[Records of pointing to named objects]
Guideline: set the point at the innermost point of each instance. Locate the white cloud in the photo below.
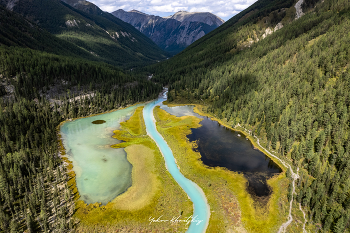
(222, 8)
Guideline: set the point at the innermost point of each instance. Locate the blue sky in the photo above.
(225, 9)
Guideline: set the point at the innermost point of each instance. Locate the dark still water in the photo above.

---

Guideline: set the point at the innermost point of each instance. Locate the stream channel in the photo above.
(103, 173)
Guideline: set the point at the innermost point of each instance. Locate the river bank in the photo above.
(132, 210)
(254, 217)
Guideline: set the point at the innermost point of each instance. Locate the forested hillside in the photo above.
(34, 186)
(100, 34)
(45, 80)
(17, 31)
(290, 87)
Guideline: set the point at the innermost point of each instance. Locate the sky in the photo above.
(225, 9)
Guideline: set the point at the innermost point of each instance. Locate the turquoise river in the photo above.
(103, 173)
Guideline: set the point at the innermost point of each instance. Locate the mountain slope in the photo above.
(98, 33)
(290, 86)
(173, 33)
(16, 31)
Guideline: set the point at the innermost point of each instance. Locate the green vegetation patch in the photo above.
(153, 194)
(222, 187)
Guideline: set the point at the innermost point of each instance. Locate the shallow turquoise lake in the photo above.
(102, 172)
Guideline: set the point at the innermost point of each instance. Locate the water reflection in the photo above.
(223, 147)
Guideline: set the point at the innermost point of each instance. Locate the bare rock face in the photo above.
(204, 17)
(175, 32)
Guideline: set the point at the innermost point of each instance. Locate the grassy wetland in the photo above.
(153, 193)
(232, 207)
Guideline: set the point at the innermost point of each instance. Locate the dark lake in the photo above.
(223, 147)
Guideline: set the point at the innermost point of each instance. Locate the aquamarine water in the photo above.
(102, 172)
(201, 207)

▸ Set exercise:
Copy the material word for word, from the line containing "the photo below." up to and including the line containing "still water in the photo above.". Omit the pictures from your copy.

▸ Solution for this exercise:
Guideline: set the point at the innermost point of each instance. Locate the white cloud in the photo below.
(222, 8)
Guideline: set the point at the innermost point of each instance. Locate the blue sky in the photo above.
(225, 9)
Guideline: set the point at the innermost point of each instance. Locate the dark still water in the photo above.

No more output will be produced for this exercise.